Begin at the line containing "Note to the class: find the cable" and give again every line to the end of the records, exactly, without the pictures.

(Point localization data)

┌──

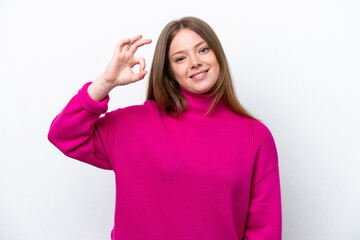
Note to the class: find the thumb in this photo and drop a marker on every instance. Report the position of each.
(138, 76)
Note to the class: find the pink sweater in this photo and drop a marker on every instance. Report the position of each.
(192, 178)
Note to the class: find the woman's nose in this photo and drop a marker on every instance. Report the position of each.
(195, 62)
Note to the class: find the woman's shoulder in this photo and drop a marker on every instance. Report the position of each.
(261, 131)
(139, 111)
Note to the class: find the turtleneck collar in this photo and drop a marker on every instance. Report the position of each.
(199, 104)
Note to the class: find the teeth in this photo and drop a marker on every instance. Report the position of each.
(198, 75)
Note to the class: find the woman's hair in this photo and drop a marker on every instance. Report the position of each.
(165, 90)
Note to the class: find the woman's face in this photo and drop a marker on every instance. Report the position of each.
(193, 63)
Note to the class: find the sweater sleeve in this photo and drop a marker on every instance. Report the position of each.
(264, 219)
(76, 131)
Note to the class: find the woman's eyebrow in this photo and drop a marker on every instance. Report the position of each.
(198, 44)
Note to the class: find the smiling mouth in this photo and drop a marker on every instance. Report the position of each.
(199, 74)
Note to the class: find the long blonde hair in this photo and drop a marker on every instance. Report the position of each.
(165, 90)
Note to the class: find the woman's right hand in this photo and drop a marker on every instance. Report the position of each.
(120, 69)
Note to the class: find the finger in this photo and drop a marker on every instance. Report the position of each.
(141, 62)
(121, 44)
(127, 46)
(135, 38)
(134, 47)
(138, 76)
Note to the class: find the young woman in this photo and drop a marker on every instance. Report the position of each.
(189, 163)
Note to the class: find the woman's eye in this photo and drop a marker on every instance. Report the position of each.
(179, 59)
(204, 50)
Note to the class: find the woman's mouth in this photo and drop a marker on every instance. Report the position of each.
(199, 75)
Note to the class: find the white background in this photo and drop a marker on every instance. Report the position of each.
(295, 65)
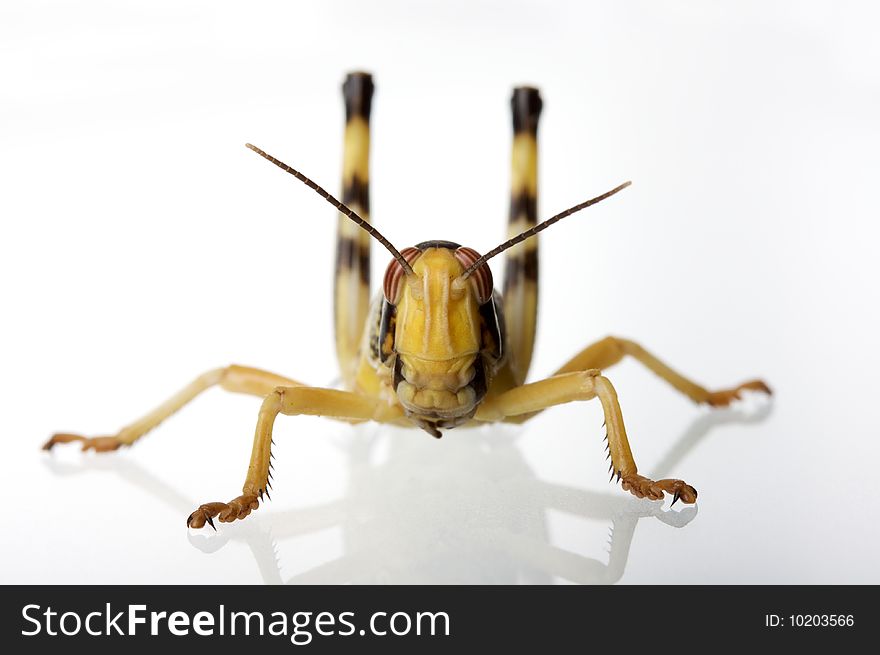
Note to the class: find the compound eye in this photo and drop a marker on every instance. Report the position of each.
(394, 274)
(481, 278)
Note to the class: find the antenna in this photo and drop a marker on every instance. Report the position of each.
(528, 234)
(343, 208)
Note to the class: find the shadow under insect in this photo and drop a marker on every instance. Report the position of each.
(471, 511)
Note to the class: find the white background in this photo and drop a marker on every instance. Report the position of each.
(142, 244)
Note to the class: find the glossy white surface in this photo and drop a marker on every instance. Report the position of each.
(142, 244)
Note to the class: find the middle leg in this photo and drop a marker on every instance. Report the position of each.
(529, 399)
(312, 401)
(610, 350)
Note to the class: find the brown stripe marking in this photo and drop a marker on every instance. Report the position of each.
(358, 93)
(526, 105)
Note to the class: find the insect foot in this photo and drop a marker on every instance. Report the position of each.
(642, 487)
(725, 397)
(98, 444)
(237, 508)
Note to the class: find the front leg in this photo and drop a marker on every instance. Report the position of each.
(292, 401)
(585, 385)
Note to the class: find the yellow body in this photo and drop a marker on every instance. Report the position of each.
(439, 354)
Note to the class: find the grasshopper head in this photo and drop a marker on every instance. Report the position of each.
(438, 333)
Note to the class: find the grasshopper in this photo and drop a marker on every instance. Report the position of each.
(438, 347)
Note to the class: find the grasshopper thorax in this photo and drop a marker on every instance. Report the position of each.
(436, 332)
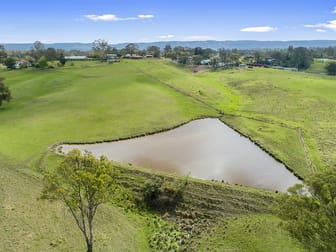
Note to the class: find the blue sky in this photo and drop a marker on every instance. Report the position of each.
(159, 20)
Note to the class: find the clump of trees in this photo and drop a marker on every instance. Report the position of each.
(163, 194)
(309, 211)
(82, 183)
(5, 94)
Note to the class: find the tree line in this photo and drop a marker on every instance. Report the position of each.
(294, 57)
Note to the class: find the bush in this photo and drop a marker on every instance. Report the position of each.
(162, 194)
(331, 68)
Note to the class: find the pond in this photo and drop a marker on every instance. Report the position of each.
(204, 148)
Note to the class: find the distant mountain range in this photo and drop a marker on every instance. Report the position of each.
(228, 44)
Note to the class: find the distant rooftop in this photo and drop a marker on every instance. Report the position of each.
(76, 57)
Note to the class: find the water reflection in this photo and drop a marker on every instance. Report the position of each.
(206, 149)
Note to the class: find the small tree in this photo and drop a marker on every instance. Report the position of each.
(42, 62)
(10, 63)
(331, 68)
(62, 59)
(82, 183)
(5, 94)
(310, 211)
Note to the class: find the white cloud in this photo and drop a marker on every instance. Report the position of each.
(169, 36)
(145, 16)
(114, 18)
(198, 38)
(329, 25)
(259, 29)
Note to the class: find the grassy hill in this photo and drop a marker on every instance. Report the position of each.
(291, 115)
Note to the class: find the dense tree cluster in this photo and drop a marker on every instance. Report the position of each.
(309, 211)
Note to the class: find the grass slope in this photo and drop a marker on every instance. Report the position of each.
(30, 224)
(83, 105)
(288, 113)
(283, 112)
(253, 233)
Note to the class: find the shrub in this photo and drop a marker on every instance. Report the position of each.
(162, 194)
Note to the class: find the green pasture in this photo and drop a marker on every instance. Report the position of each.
(289, 114)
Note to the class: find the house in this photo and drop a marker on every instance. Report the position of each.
(205, 62)
(22, 64)
(111, 56)
(76, 58)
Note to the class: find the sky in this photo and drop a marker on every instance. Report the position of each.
(118, 21)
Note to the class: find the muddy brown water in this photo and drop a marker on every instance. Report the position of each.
(206, 149)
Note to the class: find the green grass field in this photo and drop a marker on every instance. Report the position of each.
(291, 115)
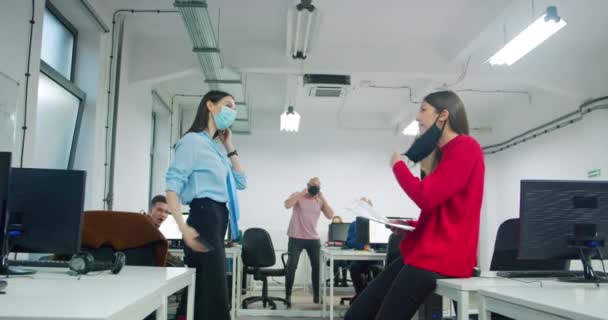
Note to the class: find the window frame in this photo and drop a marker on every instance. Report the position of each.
(71, 29)
(70, 87)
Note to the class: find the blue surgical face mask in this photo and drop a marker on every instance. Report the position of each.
(225, 118)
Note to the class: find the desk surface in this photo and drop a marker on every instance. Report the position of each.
(53, 294)
(476, 283)
(589, 303)
(73, 299)
(349, 253)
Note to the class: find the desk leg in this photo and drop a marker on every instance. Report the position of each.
(239, 270)
(463, 305)
(190, 307)
(161, 312)
(324, 287)
(234, 288)
(331, 288)
(483, 310)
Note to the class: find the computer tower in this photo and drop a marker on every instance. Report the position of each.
(432, 308)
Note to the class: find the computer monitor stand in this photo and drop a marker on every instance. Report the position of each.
(6, 270)
(589, 275)
(11, 271)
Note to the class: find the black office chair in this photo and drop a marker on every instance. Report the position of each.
(506, 249)
(258, 255)
(392, 253)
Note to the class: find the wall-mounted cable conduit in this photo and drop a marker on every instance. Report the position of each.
(112, 107)
(553, 125)
(27, 83)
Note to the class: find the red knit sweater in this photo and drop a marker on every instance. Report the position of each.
(447, 232)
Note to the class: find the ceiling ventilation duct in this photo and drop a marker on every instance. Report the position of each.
(326, 85)
(205, 45)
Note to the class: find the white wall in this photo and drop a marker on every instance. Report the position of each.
(14, 36)
(161, 148)
(568, 153)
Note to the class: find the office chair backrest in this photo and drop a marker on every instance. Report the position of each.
(505, 257)
(393, 252)
(104, 232)
(258, 251)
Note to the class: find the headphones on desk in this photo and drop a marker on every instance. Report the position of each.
(84, 262)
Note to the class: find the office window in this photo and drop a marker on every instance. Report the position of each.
(58, 42)
(60, 102)
(57, 117)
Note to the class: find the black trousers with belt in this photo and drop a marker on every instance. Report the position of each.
(396, 293)
(210, 219)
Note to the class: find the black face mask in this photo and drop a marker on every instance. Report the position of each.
(425, 144)
(313, 190)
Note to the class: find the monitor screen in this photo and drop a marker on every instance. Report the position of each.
(338, 232)
(378, 233)
(5, 169)
(46, 206)
(549, 210)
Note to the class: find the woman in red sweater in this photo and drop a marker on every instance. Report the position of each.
(444, 243)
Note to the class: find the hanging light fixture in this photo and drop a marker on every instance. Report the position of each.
(290, 120)
(412, 129)
(539, 31)
(303, 24)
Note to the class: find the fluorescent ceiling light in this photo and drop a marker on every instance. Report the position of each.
(290, 120)
(539, 31)
(411, 129)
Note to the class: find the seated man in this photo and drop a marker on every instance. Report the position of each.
(159, 210)
(359, 270)
(158, 213)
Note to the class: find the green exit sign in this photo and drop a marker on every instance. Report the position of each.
(594, 173)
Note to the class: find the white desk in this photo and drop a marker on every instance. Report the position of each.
(134, 293)
(332, 254)
(461, 290)
(549, 303)
(237, 269)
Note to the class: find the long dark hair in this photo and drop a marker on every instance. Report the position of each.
(201, 120)
(450, 101)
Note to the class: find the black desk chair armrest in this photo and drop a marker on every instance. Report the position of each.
(283, 255)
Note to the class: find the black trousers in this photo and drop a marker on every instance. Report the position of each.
(210, 219)
(295, 247)
(396, 293)
(359, 271)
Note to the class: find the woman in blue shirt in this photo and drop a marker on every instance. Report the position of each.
(205, 176)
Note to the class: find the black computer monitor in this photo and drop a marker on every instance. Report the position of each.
(46, 209)
(338, 232)
(5, 169)
(549, 210)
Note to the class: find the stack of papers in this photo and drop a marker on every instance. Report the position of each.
(363, 209)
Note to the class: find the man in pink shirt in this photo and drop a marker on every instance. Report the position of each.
(307, 207)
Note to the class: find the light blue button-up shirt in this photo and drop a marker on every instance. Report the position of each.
(198, 170)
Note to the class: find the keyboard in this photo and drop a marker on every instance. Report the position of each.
(38, 263)
(543, 274)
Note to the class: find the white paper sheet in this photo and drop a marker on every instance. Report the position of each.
(362, 209)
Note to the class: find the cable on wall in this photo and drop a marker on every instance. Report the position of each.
(109, 148)
(553, 125)
(27, 83)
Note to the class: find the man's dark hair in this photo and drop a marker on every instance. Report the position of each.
(159, 198)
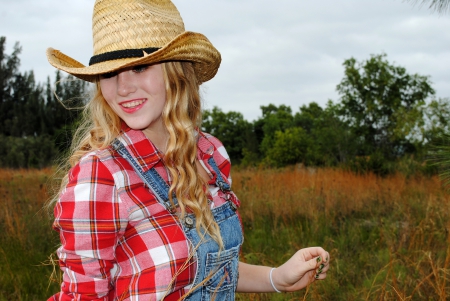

└──

• ANSWER TO THIS EXERCISE
Note to the class: find the cable on wall in this photo and drop a marker on every instance. Report the position of each.
(109, 148)
(553, 125)
(27, 83)
Note to the class: find the man's dark hair in this photo and drop a marker on every instance. Report the position of each.
(159, 198)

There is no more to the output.